## BEGIN

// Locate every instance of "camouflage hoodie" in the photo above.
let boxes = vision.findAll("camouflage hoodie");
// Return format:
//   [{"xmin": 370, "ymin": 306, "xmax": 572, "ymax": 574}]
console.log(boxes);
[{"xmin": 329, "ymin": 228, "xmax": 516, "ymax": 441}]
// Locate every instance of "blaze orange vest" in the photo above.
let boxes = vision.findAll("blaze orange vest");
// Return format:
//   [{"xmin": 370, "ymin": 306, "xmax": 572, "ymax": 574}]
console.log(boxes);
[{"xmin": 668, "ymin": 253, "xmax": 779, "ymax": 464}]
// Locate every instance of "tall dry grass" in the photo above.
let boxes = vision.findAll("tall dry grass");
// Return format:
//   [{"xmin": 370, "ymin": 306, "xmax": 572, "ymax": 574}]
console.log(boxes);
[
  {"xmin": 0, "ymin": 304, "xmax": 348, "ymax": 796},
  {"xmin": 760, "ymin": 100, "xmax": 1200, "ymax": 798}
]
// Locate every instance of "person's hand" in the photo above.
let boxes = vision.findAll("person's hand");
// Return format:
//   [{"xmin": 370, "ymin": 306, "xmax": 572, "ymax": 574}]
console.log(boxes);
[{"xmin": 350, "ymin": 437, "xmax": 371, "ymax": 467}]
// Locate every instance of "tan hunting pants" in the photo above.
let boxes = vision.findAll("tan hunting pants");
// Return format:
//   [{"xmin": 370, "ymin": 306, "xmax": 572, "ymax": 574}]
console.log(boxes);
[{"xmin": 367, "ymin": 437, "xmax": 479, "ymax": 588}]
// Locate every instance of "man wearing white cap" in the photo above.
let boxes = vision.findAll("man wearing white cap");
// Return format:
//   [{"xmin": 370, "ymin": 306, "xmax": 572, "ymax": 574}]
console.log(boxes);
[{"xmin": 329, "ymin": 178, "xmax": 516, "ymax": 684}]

## END

**AIM**
Rewrite every line of the records above as a JSON array of strings, with one string per line and blank lines omitted.

**TASK OUTPUT**
[
  "// Locate every instance of \"camouflage hoodie\" in the photo above.",
  "let boxes = vision.findAll(\"camouflage hoodie\");",
  "// Return format:",
  "//   [{\"xmin\": 370, \"ymin\": 306, \"xmax\": 572, \"ymax\": 574}]",
  "console.log(boxes);",
  "[{\"xmin\": 329, \"ymin\": 228, \"xmax\": 516, \"ymax\": 441}]",
  "// Locate every instance of \"blaze orange vest\" in the photo above.",
  "let boxes = vision.findAll(\"blaze orange vest\");",
  "// Return format:",
  "//   [{\"xmin\": 370, \"ymin\": 306, \"xmax\": 572, \"ymax\": 574}]",
  "console.log(boxes);",
  "[{\"xmin\": 668, \"ymin\": 253, \"xmax\": 779, \"ymax\": 464}]",
  "// Locate every instance of \"tall dry grass\" in the photo above.",
  "let boxes = vision.findAll(\"tall dry grass\");",
  "// Return format:",
  "//   [{\"xmin\": 370, \"ymin\": 306, \"xmax\": 572, \"ymax\": 574}]",
  "console.log(boxes);",
  "[",
  "  {\"xmin\": 0, \"ymin\": 304, \"xmax\": 348, \"ymax\": 796},",
  "  {\"xmin\": 760, \"ymin\": 100, \"xmax\": 1200, \"ymax\": 798}",
  "]",
  "// Locate every instance of \"person's hand\" in the photo above.",
  "let boxes = vision.findAll(\"person's hand\");",
  "// Return format:",
  "//   [{\"xmin\": 370, \"ymin\": 306, \"xmax\": 572, \"ymax\": 574}]",
  "console.log(boxes);",
  "[{\"xmin\": 350, \"ymin\": 437, \"xmax\": 371, \"ymax\": 467}]",
  "// Locate every instance of \"tan hunting pants\" in the photo above.",
  "let boxes = vision.findAll(\"tan hunting pants\");",
  "// Return format:",
  "//   [{\"xmin\": 370, \"ymin\": 306, \"xmax\": 572, \"ymax\": 574}]",
  "console.log(boxes);",
  "[{\"xmin\": 367, \"ymin\": 437, \"xmax\": 479, \"ymax\": 588}]",
  "// Locate every instance of \"man wearing white cap\" in the photo above.",
  "let boxes = vision.findAll(\"man wearing white cap\");",
  "// Return format:",
  "//   [{\"xmin\": 370, \"ymin\": 306, \"xmax\": 572, \"ymax\": 574}]",
  "console.log(boxes);",
  "[{\"xmin\": 329, \"ymin\": 178, \"xmax\": 516, \"ymax\": 684}]"
]